**SUPPLIED RECORDS:**
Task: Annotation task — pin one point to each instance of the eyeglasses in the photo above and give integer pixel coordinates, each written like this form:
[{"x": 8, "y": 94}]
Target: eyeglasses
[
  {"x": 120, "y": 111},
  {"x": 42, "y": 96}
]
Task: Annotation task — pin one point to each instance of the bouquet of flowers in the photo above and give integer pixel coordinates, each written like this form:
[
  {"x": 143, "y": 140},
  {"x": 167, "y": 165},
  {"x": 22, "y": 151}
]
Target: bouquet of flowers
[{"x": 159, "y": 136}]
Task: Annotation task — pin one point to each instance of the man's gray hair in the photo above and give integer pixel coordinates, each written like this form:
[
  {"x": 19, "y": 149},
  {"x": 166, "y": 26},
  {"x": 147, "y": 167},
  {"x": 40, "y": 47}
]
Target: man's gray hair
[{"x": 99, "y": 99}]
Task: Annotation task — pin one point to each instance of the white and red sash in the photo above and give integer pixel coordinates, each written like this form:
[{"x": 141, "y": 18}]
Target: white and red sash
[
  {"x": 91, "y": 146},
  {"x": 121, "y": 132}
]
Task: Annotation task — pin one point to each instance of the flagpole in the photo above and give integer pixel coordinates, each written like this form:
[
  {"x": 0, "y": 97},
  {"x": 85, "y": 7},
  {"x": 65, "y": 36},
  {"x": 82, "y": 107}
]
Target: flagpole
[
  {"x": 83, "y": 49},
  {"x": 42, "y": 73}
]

**WRITTEN TASK:** Copy every one of the records above exactly as it stands, line for line.

**SOLVED EXERCISE:**
Task: Annotation task — pin one point to each instance of the eyeglasses in the photo above and give integer pixel coordinates, each written like this form:
[{"x": 8, "y": 94}]
Target: eyeglasses
[
  {"x": 120, "y": 111},
  {"x": 42, "y": 96}
]
Task: Annotation task — pin one point to each instance of the bouquet of flowers in the photo above and give integer pixel coordinates, each written like this form:
[
  {"x": 143, "y": 140},
  {"x": 167, "y": 165},
  {"x": 22, "y": 151}
]
Target: bouquet of flowers
[{"x": 159, "y": 136}]
Task: Annotation task — pin one point to each instance of the man's gray hair in the photo above and give integer pixel coordinates, each written like this form:
[
  {"x": 19, "y": 149},
  {"x": 166, "y": 26},
  {"x": 147, "y": 167},
  {"x": 40, "y": 47}
]
Target: man's gray hair
[{"x": 99, "y": 99}]
Task: Annotation task — pin one point to each instance of the white and red sash in the photo above and give integer pixel coordinates, each written like this form:
[{"x": 141, "y": 18}]
Target: white and red sash
[
  {"x": 91, "y": 146},
  {"x": 121, "y": 132}
]
Task: Annotation task — pin one point to each instance of the flagpole in the photo above and give integer pixel coordinates, each written like this form:
[
  {"x": 0, "y": 97},
  {"x": 85, "y": 7},
  {"x": 65, "y": 36},
  {"x": 82, "y": 107}
]
Target: flagpole
[
  {"x": 83, "y": 49},
  {"x": 42, "y": 73}
]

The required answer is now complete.